-------- Article

Vu le film L’Histoire de Souleymane de Boris Lojkine (2024) avec Abou Sangaré Nina Meurisse Younoussa Diallo Emmanuel Yovanie Alpha Doumar Sow Ghislain Mahan
Tandis qu'il pédale dans les rues de
Paris pour livrer des repas, Souleymane répète son histoire. Dans deux jours,
il doit passer son entretien de demande d'asile, le sésame pour obtenir des
papiers. Mais Souleymane n'est pas prêt.
Le film de Boris Lojkine est sans
conteste un projet qui suscite une forte résonance sociale, mais la question
demeure : est-ce une véritable fiction ou un documentaire déguisé ? Le parcours
d'Abou Sangaré, qui joue presque sa propre vie, semble tellement ancré dans la
réalité qu’il laisse peu de place à la construction dramatique propre au cinéma
de fiction. On ne peut nier la sincérité du propos ni l’impact émotionnel du
film, mais l’absence de véritable mise à distance rend difficile d’y voir une
œuvre pleinement cinématographique.
Le film joue sur une approche
naturaliste qui met en lumière la précarité des sans-papiers en France,
notamment dans le secteur des livraisons à vélo. Si cette réalité est
poignante, elle est aussi largement documentée dans les médias. Le cinéma
doit-il simplement enregistrer ou proposer une mise en scène qui interroge le
spectateur différemment ? C’est ici que L’Histoire de Souleymane peine à
convaincre en tant que fiction. La frontière entre jeu et témoignage est trop
mince, et Abou Sangaré, aussi sincère soit-il, donne plus l’impression de
raconter son histoire que d’interpréter un rôle.
Le film, par son sujet, séduit une
partie de la critique et du public qui y voit une œuvre engagée. Mais cette
forme de cinéma du réel sert aussi à donner bonne conscience à ceux qui, après
l’avoir applaudi, continueront à profiter du système qu’il dénonce. Bien sûr,
le film est politisé et donne bonne conscience à ceux qui ajoutent des étoiles
à la pelle en rentrant du ciné en Uber ou en se faisant livrer chez eux de la
bonne bouffe (ou pas) par ses esclaves modernes. Le film aurait gagné à creuser
davantage la mécanique d’exploitation qui profite de la détresse des
sans-papiers, plutôt que de s’arrêter au constat.
Toutefois, la fin du film relève le
niveau, notamment avec la scène d’interrogatoire menée par une assistante
sociale incarnée par une excellente Nina Meurisse. Ce moment vient briser le
récit bien rodé de Souleymane, qui récite un discours appris et façonné par ses
"protecteurs". Cette séquence, plus nuancée et percutante, interroge
sur la manière dont certaines causes sont récupérées et manipulées.

----------------
-------- Entrées fournies

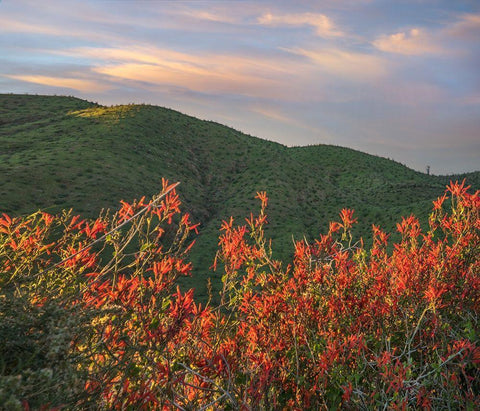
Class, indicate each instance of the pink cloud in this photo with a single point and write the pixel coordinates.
(63, 82)
(412, 42)
(322, 24)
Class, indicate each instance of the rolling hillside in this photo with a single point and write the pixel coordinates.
(62, 152)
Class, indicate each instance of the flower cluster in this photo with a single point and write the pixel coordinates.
(342, 325)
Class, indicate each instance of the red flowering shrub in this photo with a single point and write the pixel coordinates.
(341, 326)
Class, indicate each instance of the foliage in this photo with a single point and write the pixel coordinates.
(343, 325)
(60, 152)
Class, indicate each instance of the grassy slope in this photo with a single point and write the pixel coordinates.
(64, 152)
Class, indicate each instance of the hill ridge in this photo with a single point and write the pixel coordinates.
(66, 152)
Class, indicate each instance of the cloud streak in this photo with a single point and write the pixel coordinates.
(413, 42)
(322, 24)
(388, 78)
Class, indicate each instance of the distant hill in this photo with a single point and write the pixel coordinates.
(62, 152)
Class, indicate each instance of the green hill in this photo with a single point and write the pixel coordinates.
(62, 152)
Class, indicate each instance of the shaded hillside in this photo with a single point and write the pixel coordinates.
(59, 152)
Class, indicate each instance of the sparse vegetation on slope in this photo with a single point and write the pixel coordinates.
(62, 152)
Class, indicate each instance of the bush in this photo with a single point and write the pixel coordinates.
(342, 326)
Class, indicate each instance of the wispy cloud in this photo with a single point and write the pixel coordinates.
(63, 82)
(353, 66)
(412, 42)
(322, 24)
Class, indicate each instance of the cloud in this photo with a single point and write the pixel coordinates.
(63, 82)
(412, 42)
(324, 27)
(467, 27)
(348, 65)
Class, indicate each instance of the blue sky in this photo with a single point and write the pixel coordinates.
(400, 79)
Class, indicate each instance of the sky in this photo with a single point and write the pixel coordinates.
(396, 78)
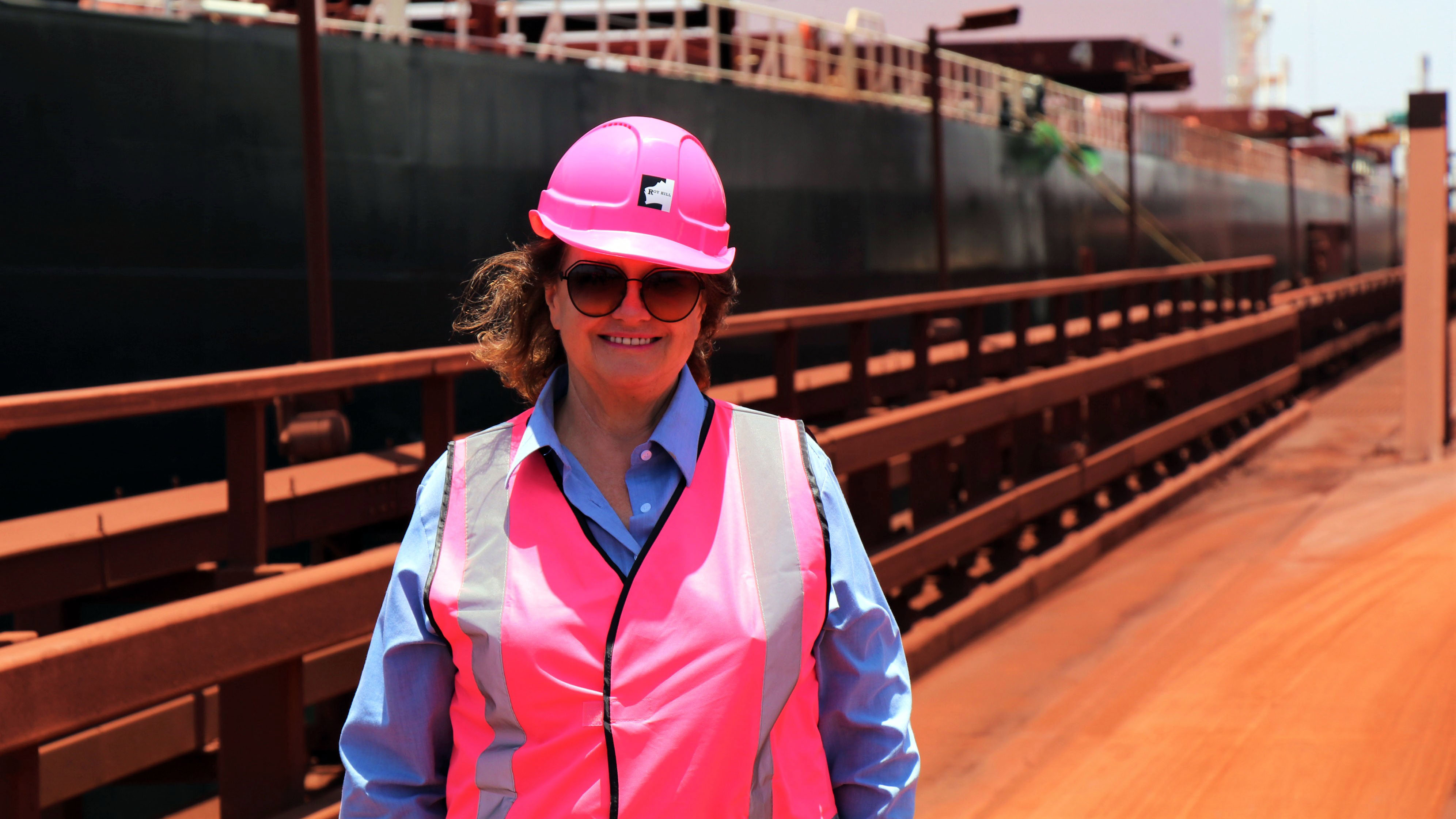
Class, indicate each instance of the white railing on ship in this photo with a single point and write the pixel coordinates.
(787, 52)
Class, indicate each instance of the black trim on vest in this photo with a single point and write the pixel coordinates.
(819, 508)
(440, 538)
(617, 618)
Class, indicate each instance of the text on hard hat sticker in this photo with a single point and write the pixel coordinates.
(657, 193)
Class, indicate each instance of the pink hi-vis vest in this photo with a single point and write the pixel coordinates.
(686, 689)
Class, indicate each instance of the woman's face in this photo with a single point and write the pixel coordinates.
(627, 350)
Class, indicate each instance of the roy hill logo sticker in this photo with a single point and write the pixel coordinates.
(657, 193)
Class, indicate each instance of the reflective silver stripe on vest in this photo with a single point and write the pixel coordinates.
(780, 581)
(488, 463)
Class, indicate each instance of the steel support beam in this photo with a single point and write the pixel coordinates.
(1425, 314)
(315, 189)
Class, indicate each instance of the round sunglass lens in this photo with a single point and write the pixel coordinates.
(595, 289)
(670, 295)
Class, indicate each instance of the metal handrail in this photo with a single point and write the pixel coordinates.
(65, 407)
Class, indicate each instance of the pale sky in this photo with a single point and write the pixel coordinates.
(1362, 57)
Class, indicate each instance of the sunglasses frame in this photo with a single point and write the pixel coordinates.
(565, 279)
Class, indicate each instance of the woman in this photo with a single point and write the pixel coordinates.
(630, 601)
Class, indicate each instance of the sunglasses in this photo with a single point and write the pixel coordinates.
(598, 289)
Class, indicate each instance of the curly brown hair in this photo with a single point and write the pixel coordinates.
(504, 308)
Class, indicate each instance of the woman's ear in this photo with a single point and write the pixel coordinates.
(551, 302)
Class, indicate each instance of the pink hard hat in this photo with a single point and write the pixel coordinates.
(640, 189)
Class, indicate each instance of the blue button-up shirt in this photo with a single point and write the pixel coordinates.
(398, 738)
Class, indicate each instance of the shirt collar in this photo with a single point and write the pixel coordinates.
(676, 433)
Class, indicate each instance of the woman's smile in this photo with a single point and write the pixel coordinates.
(631, 340)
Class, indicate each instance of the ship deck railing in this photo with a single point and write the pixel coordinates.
(785, 52)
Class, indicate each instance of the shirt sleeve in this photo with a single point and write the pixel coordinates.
(864, 678)
(397, 741)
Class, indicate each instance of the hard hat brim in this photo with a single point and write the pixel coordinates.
(641, 247)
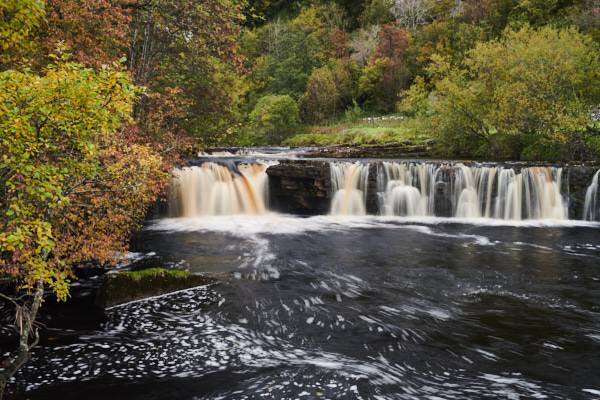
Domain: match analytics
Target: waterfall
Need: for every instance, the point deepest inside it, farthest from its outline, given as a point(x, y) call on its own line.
point(349, 185)
point(591, 212)
point(408, 189)
point(213, 189)
point(412, 189)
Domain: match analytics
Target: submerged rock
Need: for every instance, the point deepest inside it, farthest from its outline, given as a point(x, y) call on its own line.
point(127, 286)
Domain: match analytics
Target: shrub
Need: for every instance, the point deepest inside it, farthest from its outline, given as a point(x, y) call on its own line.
point(274, 117)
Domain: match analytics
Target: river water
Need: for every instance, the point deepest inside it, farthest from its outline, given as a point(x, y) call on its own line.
point(344, 308)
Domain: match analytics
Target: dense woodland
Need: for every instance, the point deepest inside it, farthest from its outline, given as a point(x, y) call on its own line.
point(99, 99)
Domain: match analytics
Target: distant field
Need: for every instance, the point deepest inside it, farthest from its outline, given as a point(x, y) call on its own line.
point(367, 131)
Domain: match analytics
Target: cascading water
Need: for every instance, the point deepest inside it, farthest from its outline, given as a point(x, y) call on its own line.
point(473, 192)
point(349, 184)
point(408, 189)
point(591, 211)
point(213, 189)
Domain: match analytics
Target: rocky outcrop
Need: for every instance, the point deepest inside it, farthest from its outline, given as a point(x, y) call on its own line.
point(388, 150)
point(579, 179)
point(304, 187)
point(127, 286)
point(300, 187)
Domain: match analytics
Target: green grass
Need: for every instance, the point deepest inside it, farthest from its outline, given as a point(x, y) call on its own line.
point(380, 130)
point(136, 275)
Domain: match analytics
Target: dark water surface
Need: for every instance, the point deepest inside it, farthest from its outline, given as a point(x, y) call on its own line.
point(345, 308)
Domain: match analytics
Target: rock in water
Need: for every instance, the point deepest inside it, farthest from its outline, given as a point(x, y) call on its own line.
point(123, 287)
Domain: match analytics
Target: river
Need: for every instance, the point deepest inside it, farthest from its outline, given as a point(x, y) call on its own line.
point(343, 307)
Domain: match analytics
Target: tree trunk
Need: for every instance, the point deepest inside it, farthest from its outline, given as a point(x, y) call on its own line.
point(23, 352)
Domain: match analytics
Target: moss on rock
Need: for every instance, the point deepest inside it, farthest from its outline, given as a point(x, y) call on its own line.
point(127, 286)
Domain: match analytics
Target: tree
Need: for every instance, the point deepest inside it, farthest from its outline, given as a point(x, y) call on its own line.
point(274, 117)
point(526, 95)
point(377, 12)
point(18, 19)
point(74, 181)
point(93, 31)
point(289, 68)
point(412, 13)
point(363, 44)
point(387, 75)
point(186, 53)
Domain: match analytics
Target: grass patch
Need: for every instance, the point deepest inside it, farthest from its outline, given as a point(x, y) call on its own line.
point(379, 130)
point(157, 272)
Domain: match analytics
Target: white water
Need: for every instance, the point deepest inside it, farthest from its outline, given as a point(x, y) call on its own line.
point(407, 189)
point(473, 192)
point(213, 190)
point(349, 184)
point(590, 208)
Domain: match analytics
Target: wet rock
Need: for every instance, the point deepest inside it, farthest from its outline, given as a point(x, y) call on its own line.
point(389, 150)
point(300, 187)
point(127, 286)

----------------

Votre objectif:
Recopiez l'article de « Le film, par » à « s’arrêter au constat. », en substituant « taxi » à « Uber ».

Corrigé:
Le film, par son sujet, séduit une
partie de la critique et du public qui y voit une œuvre engagée. Mais cette
forme de cinéma du réel sert aussi à donner bonne conscience à ceux qui, après
l’avoir applaudi, continueront à profiter du système qu’il dénonce. Bien sûr,
le film est politisé et donne bonne conscience à ceux qui ajoutent des étoiles
à la pelle en rentrant du ciné en taxi ou en se faisant livrer chez eux de la
bonne bouffe (ou pas) par ses esclaves modernes. Le film aurait gagné à creuser
davantage la mécanique d’exploitation qui profite de la détresse des
sans-papiers, plutôt que de s’arrêter au constat.